(Records from a data collection)
====

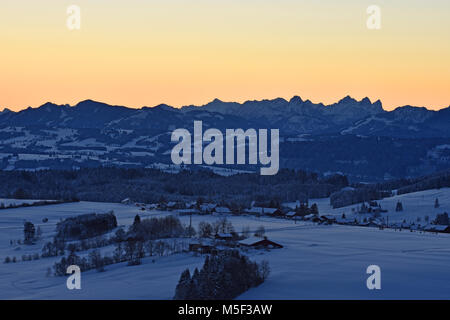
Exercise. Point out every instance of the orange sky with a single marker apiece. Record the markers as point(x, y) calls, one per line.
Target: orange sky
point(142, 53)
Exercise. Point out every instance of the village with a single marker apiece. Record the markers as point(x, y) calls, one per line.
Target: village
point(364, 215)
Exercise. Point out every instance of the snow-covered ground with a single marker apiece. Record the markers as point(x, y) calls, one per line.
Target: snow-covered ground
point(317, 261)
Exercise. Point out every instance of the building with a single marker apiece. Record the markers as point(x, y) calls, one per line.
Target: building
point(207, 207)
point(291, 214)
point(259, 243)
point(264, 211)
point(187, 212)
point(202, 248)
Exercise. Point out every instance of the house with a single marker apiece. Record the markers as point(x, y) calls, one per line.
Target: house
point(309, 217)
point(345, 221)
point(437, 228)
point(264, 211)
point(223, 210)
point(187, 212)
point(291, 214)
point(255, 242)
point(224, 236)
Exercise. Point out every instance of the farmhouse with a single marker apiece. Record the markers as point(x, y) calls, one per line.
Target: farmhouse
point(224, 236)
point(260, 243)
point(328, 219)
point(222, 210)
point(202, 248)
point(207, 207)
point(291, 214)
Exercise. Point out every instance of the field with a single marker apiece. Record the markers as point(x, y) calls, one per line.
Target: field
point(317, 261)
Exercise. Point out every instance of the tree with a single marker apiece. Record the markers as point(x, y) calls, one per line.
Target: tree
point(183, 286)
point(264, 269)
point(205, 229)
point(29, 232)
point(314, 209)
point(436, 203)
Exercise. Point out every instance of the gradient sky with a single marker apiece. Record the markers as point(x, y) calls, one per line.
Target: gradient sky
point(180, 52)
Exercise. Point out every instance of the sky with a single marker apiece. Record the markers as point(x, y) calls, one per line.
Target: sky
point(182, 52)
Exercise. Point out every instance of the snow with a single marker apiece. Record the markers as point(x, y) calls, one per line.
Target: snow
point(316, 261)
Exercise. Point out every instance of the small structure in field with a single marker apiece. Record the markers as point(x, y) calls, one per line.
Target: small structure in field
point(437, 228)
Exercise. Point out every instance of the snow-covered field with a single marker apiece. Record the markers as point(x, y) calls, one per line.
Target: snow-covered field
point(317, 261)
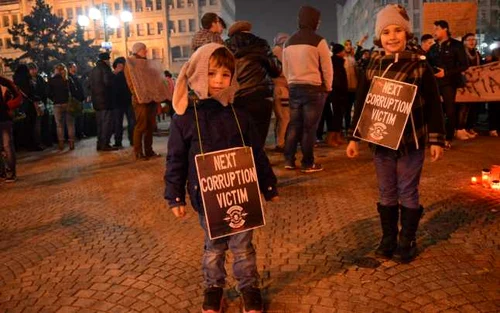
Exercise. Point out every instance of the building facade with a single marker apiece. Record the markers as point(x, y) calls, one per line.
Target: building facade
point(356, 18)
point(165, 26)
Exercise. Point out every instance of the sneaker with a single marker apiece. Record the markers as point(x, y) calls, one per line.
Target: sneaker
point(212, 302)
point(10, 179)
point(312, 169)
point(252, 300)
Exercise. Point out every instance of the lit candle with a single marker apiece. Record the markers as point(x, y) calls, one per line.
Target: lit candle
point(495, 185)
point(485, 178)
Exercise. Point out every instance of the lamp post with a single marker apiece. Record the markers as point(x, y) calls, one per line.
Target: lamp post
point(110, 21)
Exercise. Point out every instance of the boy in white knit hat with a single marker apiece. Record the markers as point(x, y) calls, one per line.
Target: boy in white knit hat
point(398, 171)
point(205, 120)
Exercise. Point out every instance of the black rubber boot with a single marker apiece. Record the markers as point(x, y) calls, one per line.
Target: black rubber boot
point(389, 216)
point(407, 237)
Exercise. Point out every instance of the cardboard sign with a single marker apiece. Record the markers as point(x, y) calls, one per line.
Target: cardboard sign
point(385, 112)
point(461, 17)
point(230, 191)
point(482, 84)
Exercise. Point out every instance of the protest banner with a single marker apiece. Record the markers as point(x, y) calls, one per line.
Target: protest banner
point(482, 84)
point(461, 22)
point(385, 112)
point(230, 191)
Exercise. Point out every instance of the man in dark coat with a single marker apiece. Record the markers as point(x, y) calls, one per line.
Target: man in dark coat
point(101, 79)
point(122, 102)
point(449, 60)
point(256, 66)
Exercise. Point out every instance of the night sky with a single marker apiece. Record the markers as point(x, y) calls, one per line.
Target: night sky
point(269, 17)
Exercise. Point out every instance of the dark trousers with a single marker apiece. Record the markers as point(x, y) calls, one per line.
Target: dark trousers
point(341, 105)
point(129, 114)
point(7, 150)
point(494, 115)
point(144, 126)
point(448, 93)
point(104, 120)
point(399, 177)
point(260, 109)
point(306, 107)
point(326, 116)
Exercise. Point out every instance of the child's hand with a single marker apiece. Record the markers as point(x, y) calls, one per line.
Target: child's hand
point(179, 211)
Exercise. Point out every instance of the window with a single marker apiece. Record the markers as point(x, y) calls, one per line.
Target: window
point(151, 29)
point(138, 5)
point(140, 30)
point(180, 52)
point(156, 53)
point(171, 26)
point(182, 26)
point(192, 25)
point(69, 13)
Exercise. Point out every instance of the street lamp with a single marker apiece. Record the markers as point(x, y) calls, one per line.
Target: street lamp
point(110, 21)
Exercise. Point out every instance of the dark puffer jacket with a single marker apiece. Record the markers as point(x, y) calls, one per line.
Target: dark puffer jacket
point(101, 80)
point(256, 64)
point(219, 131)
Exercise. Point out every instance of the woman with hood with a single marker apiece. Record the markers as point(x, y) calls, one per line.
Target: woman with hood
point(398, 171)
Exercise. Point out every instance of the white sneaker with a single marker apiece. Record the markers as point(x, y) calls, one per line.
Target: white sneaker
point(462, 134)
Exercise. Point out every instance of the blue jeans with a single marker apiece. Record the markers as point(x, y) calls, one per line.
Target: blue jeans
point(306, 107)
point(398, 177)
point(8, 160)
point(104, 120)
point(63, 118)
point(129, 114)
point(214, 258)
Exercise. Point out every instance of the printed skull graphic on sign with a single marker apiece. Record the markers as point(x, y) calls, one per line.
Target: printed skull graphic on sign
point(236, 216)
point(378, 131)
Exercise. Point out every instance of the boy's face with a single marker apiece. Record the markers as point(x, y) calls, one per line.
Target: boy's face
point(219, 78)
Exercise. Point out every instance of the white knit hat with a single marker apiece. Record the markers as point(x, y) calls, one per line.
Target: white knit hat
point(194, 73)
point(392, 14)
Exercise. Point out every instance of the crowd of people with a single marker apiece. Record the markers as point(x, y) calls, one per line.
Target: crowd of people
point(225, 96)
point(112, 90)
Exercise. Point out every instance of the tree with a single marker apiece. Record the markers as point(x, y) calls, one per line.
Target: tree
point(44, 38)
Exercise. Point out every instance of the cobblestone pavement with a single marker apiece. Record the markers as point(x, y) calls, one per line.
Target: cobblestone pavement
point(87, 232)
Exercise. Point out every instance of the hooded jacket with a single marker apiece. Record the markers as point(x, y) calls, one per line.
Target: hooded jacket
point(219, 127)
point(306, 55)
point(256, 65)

====

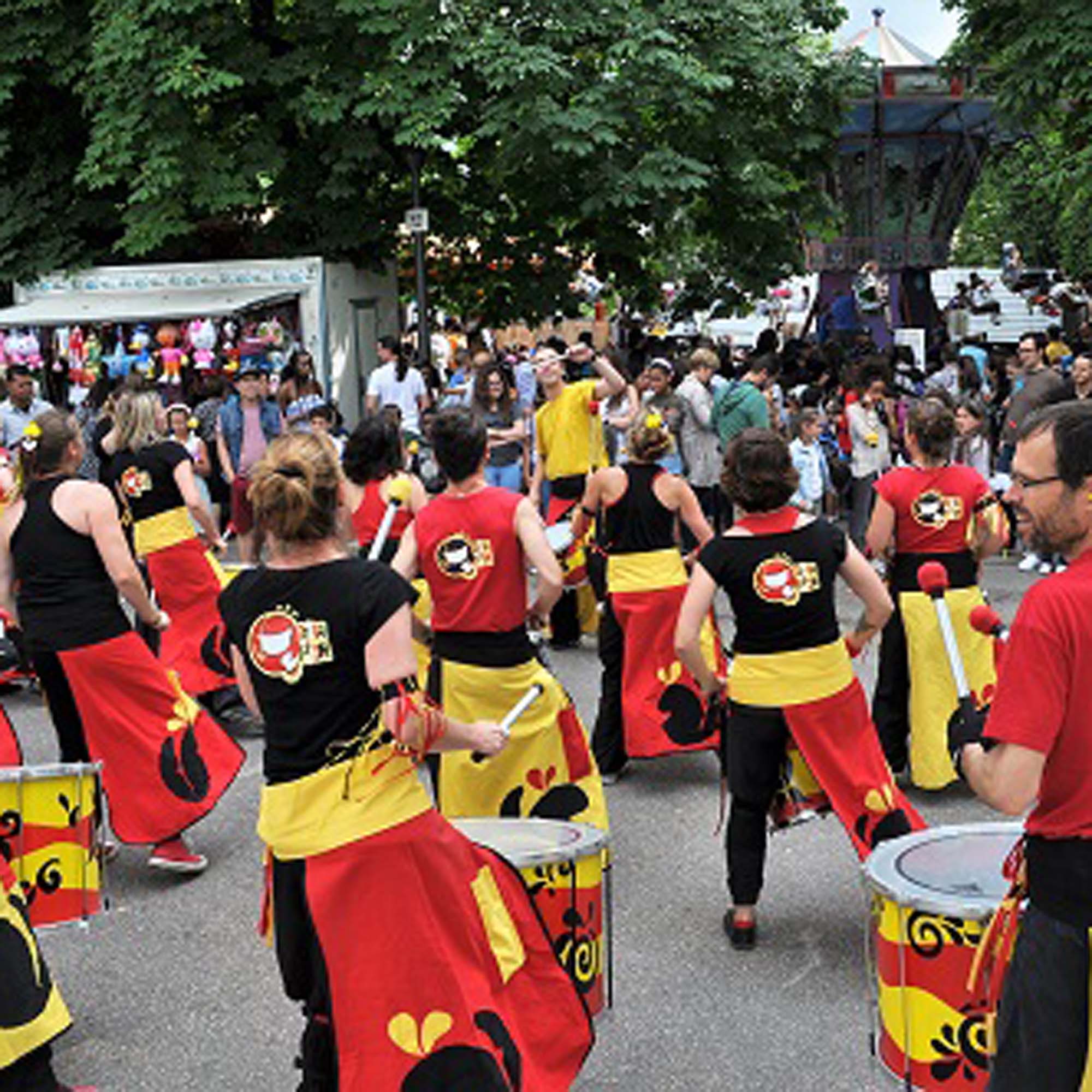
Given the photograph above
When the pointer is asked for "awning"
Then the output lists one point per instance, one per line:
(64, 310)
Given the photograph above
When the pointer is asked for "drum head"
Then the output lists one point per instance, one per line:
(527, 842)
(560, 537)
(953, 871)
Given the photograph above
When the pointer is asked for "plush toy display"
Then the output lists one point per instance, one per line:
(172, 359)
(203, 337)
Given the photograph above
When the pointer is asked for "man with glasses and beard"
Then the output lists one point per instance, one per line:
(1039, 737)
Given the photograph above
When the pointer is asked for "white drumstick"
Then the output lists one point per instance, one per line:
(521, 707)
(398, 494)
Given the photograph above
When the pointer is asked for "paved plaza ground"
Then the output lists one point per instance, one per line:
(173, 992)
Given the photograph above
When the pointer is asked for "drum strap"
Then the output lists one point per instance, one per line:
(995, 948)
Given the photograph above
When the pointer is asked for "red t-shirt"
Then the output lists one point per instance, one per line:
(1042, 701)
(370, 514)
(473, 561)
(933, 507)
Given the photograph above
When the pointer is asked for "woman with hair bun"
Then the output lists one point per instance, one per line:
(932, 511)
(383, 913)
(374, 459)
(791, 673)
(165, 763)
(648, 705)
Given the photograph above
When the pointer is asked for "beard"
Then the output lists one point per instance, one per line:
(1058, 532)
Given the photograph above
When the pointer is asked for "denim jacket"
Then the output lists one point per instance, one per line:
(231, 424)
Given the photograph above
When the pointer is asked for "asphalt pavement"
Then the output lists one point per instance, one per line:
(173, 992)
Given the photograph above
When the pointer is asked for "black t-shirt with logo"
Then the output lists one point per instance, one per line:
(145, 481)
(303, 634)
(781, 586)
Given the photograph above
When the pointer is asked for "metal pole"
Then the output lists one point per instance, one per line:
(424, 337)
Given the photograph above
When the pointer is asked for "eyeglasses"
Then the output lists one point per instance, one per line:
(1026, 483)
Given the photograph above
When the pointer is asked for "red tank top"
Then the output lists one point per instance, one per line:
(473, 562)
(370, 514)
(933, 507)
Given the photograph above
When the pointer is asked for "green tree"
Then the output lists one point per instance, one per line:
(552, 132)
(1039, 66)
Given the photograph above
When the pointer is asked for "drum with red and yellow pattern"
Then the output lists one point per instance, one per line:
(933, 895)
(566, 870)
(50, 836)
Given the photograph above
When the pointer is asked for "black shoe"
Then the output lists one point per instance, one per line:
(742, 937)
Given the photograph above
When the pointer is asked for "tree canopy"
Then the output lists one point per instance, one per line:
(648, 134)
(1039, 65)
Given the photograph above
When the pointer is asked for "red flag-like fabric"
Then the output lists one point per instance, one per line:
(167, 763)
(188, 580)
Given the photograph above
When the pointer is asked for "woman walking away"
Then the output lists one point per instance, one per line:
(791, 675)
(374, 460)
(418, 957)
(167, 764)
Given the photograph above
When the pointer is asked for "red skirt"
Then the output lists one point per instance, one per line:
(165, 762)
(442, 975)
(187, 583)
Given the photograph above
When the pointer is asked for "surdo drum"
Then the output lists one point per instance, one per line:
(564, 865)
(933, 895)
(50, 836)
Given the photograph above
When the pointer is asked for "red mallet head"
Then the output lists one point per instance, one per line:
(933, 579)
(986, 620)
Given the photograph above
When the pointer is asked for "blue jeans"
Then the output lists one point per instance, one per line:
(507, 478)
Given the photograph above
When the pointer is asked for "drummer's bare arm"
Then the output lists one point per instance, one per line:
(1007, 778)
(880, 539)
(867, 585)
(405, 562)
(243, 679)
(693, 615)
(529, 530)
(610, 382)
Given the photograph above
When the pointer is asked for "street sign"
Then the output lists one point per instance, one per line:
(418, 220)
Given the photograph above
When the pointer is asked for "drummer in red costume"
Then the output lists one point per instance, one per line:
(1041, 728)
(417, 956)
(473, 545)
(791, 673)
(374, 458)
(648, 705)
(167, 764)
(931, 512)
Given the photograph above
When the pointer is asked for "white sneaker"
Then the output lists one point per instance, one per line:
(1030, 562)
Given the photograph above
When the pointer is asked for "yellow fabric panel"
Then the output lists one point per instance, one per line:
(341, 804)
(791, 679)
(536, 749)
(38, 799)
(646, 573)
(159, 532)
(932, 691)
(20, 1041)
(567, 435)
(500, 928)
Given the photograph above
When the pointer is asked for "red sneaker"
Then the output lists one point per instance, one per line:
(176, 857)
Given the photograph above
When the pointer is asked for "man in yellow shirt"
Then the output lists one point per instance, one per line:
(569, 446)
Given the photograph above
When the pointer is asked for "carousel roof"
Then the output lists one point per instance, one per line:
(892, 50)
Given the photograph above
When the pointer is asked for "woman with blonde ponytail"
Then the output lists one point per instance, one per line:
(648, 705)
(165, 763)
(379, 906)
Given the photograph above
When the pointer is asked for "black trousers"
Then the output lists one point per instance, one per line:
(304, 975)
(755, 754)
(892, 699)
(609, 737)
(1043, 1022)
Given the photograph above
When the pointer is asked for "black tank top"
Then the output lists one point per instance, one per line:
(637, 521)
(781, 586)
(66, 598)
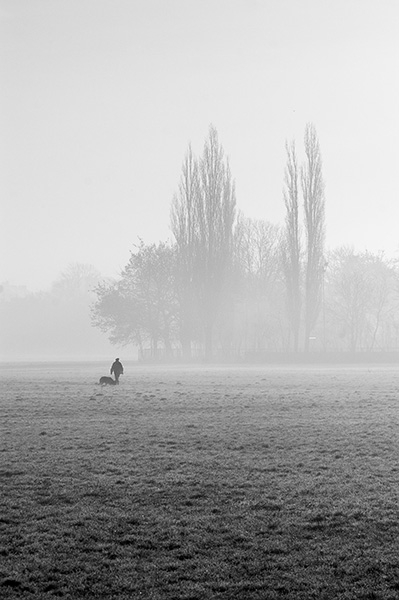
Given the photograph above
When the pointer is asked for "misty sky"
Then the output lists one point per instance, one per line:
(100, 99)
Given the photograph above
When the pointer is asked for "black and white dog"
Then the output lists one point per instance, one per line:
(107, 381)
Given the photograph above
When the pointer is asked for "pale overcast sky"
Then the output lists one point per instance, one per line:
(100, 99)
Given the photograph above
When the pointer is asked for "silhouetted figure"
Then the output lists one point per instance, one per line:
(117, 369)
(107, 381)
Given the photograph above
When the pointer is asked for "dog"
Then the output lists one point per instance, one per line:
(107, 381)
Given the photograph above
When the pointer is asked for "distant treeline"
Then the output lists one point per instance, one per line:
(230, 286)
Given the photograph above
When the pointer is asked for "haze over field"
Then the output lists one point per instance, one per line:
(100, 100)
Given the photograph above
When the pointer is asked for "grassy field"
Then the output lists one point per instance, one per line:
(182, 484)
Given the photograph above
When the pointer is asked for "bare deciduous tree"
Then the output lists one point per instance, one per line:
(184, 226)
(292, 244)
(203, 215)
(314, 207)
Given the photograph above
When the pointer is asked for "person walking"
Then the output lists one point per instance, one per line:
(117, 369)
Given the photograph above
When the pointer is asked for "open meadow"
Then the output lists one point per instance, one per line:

====

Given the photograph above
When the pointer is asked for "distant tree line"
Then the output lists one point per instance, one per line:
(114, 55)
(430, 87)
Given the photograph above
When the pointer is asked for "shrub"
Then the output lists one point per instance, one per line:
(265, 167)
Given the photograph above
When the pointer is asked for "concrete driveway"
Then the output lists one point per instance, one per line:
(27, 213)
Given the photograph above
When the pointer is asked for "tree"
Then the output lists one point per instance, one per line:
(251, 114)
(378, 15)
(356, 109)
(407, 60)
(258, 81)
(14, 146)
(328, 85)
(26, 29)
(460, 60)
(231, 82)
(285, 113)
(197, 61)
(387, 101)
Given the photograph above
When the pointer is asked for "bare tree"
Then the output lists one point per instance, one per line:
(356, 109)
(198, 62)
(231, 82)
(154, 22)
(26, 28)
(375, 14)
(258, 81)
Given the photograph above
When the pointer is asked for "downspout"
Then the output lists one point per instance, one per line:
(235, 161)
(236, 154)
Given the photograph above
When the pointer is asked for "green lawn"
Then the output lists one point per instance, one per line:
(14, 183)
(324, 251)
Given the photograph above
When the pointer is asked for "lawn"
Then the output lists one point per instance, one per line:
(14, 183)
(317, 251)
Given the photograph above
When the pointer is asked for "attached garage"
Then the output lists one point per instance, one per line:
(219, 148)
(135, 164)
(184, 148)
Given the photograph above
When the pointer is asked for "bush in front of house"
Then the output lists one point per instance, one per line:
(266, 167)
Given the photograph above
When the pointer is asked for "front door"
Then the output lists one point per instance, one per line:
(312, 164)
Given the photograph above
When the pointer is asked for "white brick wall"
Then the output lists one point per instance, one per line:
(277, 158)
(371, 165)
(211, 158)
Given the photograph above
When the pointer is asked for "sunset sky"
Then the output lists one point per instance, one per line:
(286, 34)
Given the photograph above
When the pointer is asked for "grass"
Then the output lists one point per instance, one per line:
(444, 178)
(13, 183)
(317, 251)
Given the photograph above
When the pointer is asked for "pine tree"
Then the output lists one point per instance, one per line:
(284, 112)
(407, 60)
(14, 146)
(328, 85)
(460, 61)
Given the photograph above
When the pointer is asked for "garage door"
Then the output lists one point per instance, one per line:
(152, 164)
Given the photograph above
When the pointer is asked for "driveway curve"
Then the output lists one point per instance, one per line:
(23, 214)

====

**PROBLEM DESCRIPTION:** Switch "white sneaker" to "gray sneaker" in the rows from the line with "Exercise. Point out every instance of the dark puffer" up to and including the line with "point(462, 134)", and write those lines out again with nothing else changed.

**TASK RESPONSE:**
Exercise. Point out every instance of the dark puffer jacket with a single marker apiece. Record the markers as point(x, y) calls, one per line.
Target: dark puffer jacket
point(101, 80)
point(256, 64)
point(219, 131)
Exercise. Point out every instance of the woman with hood with a single marker apiece. Record the markers as point(x, y) calls, one per line.
Target: woman with hood
point(398, 171)
Exercise. Point out every instance of the gray sneaker with a single marker apiece. Record the markers as point(x, y) calls, one per line.
Target: gray sneaker
point(462, 134)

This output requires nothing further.